## EXTRACT
Start of Block

Urinary tract infections (UTI) are common and affect half of women and 5% of men during their lifetime. Most infections are caused by uropathogenic Escherichia coli (UPEC) and are limited to the lower urinary tract (cystitis), but ascending infection (pyelonephritis) can lead to fibrosis and the development of chronic kidney disease. A complex network of tissue-resident immune cells exists throughout the urinary tract that are vital for initiating and propagating local immune responses, however our understanding of their nature and function remains incomplete. In this thesis, we aim to understand two broad areas of tissue immunology: (i) the role of group 3 innate lymphoid cells (ILC3s) in bacterial cystitis and (ii) macrophage-derived amphiregulin (AREG) in acute pyelonephritis and infection-mediated scarring.

Here, we identify type 17 immune response genes amongst the most up-regulated networks in the mouse bladder following UPEC challenge and identified ILC3s as a major source of these cytokines. Depletion of ILCs in Rag2-/- mice resulted in increased bladder bacterial load, identifying them as important players in bladder defence. Furthermore, we describe evidence of reciprocal cross talk between ILC3s and macrophages, with IL17 shaping bladder macrophage activation and polarisation. Together our findings reveal important insights into the orchestration and execution of type 17 immunity in bladder defence.

End of Block

## DATASET RECORDS
Start of Block

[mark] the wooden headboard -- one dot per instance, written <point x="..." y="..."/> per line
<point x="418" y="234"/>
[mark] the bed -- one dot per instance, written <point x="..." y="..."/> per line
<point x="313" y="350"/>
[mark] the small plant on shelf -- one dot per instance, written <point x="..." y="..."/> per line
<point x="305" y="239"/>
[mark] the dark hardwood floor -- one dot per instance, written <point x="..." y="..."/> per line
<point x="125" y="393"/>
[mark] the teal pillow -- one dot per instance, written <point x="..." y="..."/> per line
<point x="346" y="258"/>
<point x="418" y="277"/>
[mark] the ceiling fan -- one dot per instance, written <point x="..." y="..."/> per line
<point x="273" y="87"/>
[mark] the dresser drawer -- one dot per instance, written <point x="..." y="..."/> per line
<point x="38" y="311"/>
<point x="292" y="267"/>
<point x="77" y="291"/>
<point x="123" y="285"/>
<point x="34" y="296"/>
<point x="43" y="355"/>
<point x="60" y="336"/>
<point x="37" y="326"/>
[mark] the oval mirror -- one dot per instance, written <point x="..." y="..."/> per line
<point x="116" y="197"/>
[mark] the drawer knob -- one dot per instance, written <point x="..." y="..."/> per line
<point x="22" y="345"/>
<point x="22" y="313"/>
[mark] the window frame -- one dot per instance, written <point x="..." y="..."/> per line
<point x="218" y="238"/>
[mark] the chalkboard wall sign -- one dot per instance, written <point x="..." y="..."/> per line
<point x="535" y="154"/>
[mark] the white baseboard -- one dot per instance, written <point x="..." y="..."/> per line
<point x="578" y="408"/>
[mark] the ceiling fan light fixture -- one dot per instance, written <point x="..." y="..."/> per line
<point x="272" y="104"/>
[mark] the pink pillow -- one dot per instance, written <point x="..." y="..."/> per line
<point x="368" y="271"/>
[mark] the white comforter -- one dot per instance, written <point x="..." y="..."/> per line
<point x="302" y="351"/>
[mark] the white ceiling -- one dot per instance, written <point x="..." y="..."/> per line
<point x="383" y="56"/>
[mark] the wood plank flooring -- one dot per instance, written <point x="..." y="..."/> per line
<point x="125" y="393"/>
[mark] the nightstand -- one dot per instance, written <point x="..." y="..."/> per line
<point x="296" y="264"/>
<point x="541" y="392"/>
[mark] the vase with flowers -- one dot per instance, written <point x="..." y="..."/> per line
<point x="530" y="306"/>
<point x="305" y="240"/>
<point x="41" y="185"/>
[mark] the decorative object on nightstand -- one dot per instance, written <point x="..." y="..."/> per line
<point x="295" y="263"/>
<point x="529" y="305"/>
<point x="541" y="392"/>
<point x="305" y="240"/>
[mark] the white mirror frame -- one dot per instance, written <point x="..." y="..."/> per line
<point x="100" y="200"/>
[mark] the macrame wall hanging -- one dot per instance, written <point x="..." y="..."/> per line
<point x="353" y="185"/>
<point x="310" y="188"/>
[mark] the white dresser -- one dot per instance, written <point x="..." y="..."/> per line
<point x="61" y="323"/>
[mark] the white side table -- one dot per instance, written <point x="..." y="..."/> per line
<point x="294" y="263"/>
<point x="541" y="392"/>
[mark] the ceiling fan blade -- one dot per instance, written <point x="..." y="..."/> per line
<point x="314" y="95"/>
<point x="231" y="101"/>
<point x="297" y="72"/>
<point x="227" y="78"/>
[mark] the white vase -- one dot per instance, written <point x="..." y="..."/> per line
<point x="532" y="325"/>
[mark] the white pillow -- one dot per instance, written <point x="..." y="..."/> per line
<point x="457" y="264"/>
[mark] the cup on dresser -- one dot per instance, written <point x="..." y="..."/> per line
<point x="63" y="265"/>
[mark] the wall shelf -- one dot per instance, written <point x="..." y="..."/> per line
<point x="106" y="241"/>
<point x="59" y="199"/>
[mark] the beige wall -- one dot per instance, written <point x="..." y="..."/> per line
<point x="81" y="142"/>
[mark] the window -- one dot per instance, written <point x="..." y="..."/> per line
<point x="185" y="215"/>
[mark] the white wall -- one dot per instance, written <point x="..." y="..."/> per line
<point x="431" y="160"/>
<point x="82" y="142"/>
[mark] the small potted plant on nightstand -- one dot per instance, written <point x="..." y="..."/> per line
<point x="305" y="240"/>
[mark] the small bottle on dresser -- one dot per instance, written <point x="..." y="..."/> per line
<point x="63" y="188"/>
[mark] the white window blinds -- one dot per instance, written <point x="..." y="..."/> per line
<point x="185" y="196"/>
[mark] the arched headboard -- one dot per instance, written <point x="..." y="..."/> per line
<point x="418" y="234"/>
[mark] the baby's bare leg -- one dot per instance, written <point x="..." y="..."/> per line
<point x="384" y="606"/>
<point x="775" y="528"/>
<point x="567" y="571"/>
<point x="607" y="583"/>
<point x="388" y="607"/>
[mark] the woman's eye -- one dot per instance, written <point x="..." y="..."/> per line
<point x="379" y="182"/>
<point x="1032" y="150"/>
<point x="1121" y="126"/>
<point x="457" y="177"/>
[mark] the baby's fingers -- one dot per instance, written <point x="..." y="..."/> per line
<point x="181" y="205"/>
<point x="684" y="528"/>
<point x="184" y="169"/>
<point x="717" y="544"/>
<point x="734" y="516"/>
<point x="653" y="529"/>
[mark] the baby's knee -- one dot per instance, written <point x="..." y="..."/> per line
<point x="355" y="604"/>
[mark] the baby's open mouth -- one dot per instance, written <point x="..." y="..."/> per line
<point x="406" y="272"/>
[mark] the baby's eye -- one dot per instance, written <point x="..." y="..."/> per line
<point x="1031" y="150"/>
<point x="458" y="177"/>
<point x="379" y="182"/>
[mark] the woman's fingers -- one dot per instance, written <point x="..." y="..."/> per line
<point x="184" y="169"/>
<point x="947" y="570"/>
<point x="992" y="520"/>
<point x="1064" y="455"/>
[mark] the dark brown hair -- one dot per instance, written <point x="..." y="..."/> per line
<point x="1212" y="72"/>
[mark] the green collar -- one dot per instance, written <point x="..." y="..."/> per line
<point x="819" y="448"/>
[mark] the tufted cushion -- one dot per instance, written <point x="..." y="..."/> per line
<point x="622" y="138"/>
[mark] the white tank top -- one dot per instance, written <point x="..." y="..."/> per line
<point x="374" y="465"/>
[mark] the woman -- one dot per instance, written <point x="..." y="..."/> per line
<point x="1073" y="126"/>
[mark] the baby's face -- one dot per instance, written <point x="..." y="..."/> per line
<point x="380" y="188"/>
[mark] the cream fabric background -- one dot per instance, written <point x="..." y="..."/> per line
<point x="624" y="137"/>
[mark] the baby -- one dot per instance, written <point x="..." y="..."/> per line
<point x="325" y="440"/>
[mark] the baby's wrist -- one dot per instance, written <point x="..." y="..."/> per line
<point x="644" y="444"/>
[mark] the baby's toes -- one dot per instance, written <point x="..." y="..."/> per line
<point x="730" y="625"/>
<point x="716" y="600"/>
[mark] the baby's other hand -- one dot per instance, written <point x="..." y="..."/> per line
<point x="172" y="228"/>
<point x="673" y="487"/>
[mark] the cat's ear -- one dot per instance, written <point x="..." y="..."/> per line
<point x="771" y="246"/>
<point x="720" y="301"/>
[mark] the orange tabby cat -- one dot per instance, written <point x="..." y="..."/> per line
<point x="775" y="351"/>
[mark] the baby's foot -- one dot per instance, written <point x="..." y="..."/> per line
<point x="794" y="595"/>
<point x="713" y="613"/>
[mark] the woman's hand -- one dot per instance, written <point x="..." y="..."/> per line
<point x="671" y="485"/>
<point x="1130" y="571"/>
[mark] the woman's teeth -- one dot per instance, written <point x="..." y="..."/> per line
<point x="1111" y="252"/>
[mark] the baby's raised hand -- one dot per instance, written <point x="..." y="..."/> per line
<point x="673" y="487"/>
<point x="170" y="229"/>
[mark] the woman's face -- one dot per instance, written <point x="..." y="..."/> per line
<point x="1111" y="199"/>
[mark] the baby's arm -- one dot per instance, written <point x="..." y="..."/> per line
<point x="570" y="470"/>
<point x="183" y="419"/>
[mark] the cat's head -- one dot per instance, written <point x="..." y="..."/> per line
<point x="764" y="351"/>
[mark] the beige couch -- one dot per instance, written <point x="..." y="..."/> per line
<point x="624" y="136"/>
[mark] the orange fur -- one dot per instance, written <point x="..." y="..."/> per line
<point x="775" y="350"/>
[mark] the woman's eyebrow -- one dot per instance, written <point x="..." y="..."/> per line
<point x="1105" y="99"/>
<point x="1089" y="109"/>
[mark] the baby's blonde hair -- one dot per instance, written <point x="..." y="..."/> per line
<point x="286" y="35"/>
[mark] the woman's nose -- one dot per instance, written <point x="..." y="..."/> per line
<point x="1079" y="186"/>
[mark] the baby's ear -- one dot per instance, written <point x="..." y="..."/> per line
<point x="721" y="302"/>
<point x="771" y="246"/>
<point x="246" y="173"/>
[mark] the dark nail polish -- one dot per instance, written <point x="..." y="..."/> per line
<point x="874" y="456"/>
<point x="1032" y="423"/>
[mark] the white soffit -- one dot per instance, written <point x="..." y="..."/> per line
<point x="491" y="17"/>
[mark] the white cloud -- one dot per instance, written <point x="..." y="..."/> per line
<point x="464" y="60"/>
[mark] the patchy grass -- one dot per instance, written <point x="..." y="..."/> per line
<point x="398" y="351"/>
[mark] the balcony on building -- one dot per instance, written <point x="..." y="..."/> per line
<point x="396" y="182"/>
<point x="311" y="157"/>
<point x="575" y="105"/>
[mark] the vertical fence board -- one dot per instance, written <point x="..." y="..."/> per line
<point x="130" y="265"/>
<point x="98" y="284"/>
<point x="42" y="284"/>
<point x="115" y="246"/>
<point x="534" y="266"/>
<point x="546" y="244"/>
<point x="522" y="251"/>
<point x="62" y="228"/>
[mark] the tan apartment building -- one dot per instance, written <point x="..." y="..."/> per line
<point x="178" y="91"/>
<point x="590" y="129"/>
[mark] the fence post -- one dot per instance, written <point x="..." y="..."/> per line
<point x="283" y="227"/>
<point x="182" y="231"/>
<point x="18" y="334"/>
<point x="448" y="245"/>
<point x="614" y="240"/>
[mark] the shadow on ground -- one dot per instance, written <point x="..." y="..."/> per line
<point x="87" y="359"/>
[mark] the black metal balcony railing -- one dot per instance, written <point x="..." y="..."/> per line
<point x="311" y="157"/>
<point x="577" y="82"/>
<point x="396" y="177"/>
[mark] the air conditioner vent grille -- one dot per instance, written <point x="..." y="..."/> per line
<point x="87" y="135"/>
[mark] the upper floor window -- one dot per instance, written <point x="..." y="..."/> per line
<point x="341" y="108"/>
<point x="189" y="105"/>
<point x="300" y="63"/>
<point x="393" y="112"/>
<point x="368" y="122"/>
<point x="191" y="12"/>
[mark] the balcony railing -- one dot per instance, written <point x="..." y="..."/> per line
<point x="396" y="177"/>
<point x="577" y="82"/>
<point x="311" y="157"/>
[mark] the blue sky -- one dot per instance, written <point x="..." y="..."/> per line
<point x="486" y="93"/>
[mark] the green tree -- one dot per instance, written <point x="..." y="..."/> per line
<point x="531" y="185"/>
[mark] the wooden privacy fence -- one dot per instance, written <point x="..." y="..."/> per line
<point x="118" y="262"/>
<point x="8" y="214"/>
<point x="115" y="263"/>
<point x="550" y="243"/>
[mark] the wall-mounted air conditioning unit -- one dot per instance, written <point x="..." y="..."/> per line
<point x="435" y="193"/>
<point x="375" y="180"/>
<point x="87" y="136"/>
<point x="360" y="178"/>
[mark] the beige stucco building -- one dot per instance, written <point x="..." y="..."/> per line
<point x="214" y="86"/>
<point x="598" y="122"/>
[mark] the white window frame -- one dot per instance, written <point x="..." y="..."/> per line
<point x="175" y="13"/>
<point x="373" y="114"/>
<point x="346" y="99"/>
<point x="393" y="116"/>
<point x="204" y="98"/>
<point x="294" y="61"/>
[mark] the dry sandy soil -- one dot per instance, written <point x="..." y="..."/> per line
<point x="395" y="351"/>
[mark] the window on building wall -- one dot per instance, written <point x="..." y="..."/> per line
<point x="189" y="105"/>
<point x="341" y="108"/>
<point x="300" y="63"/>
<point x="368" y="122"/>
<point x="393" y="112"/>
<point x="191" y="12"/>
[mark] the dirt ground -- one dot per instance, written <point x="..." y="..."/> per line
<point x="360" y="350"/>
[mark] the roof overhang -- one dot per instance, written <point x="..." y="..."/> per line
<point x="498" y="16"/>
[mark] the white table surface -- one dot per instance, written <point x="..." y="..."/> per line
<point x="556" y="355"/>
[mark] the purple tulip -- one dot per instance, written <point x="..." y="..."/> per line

End of Block

## EXERCISES TO COMPLETE
1. Duplicate the passage of the urinary tract infection summary, starting at "Urinary tract infections" and ending at "and infection-mediated scarring.".
2. Using the urinary tract infection summary, decide whether each statement below agrees with it. Answer yes or no for each, and quote the words that settle it.
(a) Most urinary tract infections are caused by uropathogenic Escherichia coli and stay in the lower urinary tract.
(b) Depleting ILCs in Rag2-/- mice lowered the bacterial load in the bladder.
(c) Urinary tract infections affect 5% of women during their lifetime.
3. Write the next part of the urinary tract infection summary, picking up after its final sentence.

## RESULTS OF THE EXERCISE
1.
Urinary tract infections (UTI) are common and affect half of women and 5% of men during their lifetime. Most infections are caused by uropathogenic Escherichia coli (UPEC) and are limited to the lower urinary tract (cystitis), but ascending infection (pyelonephritis) can lead to fibrosis and the development of chronic kidney disease. A complex network of tissue-resident immune cells exists throughout the urinary tract that are vital for initiating and propagating local immune responses, however our understanding of their nature and function remains incomplete. In this thesis, we aim to understand two broad areas of tissue immunology: (i) the role of group 3 innate lymphoid cells (ILC3s) in bacterial cystitis and (ii) macrophage-derived amphiregulin (AREG) in acute pyelonephritis and infection-mediated scarring.

2.
(a) Yes: "Most infections are caused by uropathogenic Escherichia coli (UPEC) and are limited to the lower urinary tract (cystitis)"
(b) No: "Depletion of ILCs in Rag2-/- mice resulted in increased bladder bacterial load"
(c) No: "affect half of women and 5% of men during their lifetime"

3.
AREG, is an epidermal growth factor receptor (EGFR) ligand that is expressed by a variety of activated immune cells, including macrophages and is a vital mediator of immune responses in infection and tissue repair. Using microarray analysis, we found AREG expression was higher in the renal medulla and augmented following UPEC stimulation. In vivo, in vitro and in silico experiments found renal macrophages to be a major source of AREG and mice globally deficient in Areg demonstrated increased susceptibility to pyelonephritis with impaired monocyte recruitment. Provisional findings in our haematopoietic- and myeloid-specific Areg knockout mice, also confirmed greater susceptibility to pyelonephritis. Furthermore, we describe accelerated repair of epithelial cells in vitro following the addition of recombinant AREG and conditioned medium from UPEC stimulated macrophages. Our data reveal a novel mechanism by which kidney MNPs interact with renal tubular cells to promote host-defence, organ integrity and repair in UTI.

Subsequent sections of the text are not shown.